Exercise instructions:
A) Reproduce the Water Wizz passage between "Water Wizz, touted" and "are separately owned.", inclusive.
B) According to the Water Wizz passage, in what year was the Mussel Beach Wave Pool added?
C) Based on the Water Wizz passage, answer yes or no to each statement, quoting the words that decide it: (i) The water park in East Wareham and the one in Westerly, Rhode Island, share an owner. (ii) The park opened in 1982 with three serpentine slides. (iii) The bumper boats added in 1984 are still at Water Wizz.
--- Start of Source document ---
Water Wizz, touted as "Cape Cod's only water park", is a family-owned water park located in East Wareham, Massachusetts and attracting about 100,000 visitors yearly. This park is not to be confused with Water Wizz in Westerly, Rhode Island, as the two are separately owned.

History
The park opened in 1982, with 3 serpentine slides and 2 speed slides. The serpentine slides are Hurricane Floyd, Hurricane Bob, and Hurricane Carol, and the speed slides are Hurricane Andrew and Hurricane Hugo. The 5 slides make up Hurricane Hill. In 1984, the park added bumper boats and an 18-hole mini-golf course but they didn't last long. Cartland of Cape Cod now holds the mini golf course and bumper boats at their location right down the road from Water Wizz. In 1989, the park added its first tube ride, The Canal, and a lazy river, Herring Run River. In 1993, a lily pad walk and kiddie pool was added, named Harpoon Lagoon, and speed slide Pirates Plunge was added as well. Devils Peak, later renamed to Squid Row was added in 1995, which are 2 speed slides that use a tube. The Mussel Beach Wave Pool was added in 2000, and Captain Kids Island was added in 2008. In 2013, 3 tube slides, named Thunder Falls after the park they came from, were relocated to Water Wizz.  The other slides are 2 speed slides that are 61 feet tall, named Devils Peak. The slides took the name from 2 other slides at Water Wizz, which are now renamed to Squid Row. In 2019, one of the park's managers announced plans to expand.
--- End of Source document ---
--- Start of Supplied information ---
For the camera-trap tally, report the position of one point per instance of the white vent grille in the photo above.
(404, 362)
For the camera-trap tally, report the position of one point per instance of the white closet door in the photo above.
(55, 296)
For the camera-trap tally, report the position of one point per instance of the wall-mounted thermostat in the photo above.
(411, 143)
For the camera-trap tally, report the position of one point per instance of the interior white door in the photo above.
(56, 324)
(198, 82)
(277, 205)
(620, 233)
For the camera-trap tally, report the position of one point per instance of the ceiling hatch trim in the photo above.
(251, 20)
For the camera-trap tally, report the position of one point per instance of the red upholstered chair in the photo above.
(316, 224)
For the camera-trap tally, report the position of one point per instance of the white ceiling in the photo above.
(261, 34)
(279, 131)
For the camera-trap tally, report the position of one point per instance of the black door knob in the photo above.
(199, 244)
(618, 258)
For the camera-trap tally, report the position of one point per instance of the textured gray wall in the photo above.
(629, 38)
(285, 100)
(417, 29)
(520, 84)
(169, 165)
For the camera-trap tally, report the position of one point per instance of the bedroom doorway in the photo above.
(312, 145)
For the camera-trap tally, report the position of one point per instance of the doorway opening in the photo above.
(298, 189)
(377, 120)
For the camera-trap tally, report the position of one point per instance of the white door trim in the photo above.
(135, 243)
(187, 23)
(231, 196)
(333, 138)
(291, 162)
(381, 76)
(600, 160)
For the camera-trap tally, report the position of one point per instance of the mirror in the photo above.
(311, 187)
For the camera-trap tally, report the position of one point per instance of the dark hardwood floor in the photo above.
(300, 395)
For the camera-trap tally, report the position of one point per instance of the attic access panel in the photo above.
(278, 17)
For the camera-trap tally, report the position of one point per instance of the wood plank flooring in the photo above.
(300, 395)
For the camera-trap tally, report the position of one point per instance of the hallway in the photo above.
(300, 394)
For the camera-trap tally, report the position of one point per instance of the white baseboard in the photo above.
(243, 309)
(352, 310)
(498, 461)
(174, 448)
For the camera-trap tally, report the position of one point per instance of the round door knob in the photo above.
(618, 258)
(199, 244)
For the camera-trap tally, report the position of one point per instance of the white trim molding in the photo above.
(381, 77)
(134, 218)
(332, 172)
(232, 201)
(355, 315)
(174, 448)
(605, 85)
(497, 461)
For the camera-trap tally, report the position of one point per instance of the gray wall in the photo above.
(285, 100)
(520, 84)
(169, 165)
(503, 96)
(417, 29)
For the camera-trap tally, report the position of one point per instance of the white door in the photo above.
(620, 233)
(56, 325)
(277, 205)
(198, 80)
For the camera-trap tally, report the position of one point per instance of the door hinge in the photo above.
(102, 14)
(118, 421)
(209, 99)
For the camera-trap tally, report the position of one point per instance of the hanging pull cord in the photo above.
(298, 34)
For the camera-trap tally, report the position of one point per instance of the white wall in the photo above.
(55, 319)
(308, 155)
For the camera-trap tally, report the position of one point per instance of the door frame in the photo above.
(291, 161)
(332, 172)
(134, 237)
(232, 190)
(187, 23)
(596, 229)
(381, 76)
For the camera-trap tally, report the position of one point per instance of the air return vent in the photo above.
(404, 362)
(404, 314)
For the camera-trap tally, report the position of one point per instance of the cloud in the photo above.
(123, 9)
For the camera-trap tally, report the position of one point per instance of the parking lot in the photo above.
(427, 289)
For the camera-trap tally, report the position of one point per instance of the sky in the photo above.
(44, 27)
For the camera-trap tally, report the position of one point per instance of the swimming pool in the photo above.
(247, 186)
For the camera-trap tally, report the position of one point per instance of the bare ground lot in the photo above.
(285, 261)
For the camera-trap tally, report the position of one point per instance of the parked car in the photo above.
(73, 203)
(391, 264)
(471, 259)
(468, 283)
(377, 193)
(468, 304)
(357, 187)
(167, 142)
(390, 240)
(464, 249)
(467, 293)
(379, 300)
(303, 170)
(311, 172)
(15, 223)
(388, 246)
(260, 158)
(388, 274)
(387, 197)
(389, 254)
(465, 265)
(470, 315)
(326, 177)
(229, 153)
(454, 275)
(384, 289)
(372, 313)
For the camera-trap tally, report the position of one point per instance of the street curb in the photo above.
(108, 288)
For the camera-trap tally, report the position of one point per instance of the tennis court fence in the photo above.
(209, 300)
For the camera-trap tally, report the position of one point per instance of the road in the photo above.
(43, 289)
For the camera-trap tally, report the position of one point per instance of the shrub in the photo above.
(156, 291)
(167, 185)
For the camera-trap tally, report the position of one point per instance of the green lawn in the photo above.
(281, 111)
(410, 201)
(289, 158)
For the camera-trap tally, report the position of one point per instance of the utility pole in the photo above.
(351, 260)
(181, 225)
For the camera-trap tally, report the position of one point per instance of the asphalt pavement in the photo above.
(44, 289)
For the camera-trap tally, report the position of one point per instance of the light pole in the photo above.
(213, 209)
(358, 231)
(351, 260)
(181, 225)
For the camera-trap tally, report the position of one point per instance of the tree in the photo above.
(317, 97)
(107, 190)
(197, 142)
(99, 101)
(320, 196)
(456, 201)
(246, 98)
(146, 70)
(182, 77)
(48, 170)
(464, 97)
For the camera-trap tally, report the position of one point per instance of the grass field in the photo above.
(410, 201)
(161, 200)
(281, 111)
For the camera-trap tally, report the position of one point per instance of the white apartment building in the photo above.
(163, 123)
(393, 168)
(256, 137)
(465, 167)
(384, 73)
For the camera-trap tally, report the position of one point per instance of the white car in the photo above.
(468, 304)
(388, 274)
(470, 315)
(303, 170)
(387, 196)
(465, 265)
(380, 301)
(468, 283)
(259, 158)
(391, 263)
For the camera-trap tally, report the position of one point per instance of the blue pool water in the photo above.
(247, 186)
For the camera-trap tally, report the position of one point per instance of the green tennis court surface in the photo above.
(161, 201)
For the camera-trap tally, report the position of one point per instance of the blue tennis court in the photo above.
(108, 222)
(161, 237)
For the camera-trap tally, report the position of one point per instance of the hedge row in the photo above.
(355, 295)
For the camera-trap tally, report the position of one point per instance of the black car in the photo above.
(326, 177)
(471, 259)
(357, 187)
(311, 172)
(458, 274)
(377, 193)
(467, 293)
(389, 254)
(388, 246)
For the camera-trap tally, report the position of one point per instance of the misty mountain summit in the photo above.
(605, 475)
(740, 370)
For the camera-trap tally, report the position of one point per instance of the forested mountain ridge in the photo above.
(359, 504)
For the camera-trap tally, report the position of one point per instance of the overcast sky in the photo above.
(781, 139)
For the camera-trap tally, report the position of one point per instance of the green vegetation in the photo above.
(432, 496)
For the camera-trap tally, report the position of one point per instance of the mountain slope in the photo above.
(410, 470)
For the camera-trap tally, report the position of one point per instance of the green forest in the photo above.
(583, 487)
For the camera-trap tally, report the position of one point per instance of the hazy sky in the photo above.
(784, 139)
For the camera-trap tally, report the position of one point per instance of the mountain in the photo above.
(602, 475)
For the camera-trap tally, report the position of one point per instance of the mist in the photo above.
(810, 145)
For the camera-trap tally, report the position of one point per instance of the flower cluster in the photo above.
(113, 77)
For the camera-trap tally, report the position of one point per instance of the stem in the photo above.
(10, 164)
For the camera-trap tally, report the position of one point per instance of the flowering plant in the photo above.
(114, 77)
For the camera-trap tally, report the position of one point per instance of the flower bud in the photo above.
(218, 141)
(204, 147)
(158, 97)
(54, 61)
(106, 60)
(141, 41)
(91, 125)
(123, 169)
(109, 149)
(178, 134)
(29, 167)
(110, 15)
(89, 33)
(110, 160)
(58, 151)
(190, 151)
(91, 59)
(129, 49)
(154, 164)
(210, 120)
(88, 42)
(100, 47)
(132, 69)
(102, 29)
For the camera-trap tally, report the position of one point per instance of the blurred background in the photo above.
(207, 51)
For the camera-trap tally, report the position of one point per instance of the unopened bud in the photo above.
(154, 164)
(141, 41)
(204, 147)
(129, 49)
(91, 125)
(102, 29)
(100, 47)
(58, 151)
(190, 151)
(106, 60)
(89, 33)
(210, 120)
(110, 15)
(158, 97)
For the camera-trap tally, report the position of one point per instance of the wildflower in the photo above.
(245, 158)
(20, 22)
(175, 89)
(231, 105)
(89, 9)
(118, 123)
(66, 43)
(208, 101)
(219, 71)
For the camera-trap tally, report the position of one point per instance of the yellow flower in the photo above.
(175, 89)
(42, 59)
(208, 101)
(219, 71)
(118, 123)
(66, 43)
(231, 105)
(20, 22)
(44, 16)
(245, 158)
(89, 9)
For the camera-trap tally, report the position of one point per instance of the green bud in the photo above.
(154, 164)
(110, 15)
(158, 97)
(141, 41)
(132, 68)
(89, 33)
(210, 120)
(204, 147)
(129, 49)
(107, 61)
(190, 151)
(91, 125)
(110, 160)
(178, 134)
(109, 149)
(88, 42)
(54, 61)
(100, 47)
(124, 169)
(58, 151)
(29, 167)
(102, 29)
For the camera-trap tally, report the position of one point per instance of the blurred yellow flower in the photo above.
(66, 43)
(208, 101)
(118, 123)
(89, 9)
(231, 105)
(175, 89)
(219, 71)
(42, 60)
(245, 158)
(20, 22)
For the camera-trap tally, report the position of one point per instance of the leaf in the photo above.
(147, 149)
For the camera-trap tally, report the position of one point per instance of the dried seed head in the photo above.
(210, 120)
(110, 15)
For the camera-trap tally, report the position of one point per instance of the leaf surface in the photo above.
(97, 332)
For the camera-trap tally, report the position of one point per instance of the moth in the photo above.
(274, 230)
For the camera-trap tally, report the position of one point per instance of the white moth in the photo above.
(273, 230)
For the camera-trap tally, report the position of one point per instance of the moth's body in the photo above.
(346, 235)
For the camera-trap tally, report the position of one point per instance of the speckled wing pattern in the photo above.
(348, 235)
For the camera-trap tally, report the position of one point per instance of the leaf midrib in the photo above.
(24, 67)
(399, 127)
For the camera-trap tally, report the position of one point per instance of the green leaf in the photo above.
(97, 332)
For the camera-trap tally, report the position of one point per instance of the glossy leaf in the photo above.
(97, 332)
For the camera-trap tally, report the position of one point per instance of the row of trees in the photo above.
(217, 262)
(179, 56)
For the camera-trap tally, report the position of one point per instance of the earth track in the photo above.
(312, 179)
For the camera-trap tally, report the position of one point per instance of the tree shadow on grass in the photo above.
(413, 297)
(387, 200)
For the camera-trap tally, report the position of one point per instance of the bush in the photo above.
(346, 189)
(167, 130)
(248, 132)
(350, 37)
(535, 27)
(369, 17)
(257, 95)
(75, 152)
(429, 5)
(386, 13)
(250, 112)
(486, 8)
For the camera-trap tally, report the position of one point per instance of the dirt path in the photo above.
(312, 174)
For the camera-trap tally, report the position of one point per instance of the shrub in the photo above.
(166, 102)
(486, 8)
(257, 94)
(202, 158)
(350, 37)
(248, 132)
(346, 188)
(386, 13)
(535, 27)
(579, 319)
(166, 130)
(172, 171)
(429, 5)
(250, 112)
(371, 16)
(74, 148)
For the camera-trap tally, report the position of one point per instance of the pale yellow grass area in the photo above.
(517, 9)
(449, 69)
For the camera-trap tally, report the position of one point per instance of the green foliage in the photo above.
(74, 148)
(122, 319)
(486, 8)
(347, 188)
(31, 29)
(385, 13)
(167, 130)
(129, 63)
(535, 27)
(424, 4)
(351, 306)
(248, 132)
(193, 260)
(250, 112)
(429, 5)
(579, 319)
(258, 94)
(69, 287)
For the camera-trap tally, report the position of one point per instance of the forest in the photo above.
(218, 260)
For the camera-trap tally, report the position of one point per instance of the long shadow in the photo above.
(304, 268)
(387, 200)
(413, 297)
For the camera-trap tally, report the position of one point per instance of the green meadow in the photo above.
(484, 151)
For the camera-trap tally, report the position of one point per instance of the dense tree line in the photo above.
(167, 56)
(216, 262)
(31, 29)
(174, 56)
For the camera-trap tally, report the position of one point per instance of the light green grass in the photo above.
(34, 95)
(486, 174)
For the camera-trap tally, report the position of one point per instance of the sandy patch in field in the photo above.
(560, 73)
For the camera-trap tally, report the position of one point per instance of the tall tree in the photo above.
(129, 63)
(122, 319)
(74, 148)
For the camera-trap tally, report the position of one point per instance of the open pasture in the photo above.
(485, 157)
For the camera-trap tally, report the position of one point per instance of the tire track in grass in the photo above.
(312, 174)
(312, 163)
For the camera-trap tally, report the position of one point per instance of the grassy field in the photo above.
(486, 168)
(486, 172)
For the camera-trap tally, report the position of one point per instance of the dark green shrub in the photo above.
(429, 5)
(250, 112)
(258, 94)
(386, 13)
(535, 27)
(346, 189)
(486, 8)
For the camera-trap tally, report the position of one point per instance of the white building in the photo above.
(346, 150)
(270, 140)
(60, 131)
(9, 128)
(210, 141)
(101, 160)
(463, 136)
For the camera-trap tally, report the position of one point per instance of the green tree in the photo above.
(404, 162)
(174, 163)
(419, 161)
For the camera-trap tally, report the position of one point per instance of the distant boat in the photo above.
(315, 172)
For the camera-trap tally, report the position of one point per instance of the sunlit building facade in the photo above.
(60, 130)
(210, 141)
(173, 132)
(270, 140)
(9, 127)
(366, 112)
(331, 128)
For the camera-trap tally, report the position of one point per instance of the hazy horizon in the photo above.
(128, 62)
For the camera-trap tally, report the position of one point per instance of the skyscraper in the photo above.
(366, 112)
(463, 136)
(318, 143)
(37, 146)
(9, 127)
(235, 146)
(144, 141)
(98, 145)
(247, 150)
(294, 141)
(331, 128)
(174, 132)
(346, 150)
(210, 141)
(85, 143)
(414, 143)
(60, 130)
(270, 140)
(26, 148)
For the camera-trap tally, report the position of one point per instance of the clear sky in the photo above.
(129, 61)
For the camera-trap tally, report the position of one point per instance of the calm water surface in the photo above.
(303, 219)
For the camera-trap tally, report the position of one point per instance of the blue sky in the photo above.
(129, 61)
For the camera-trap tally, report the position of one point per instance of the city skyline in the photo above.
--- End of Supplied information ---
Answers below:
A)
Water Wizz, touted as "Cape Cod's only water park", is a family-owned water park located in East Wareham, Massachusetts and attracting about 100,000 visitors yearly. This park is not to be confused with Water Wizz in Westerly, Rhode Island, as the two are separately owned.

B) 2000

C)
(i) No: "the two are separately owned."
(ii) Yes: "The park opened in 1982, with 3 serpentine slides and 2 speed slides."
(iii) No: "Cartland of Cape Cod now holds the mini golf course and bumper boats at their location right down the road from Water Wizz."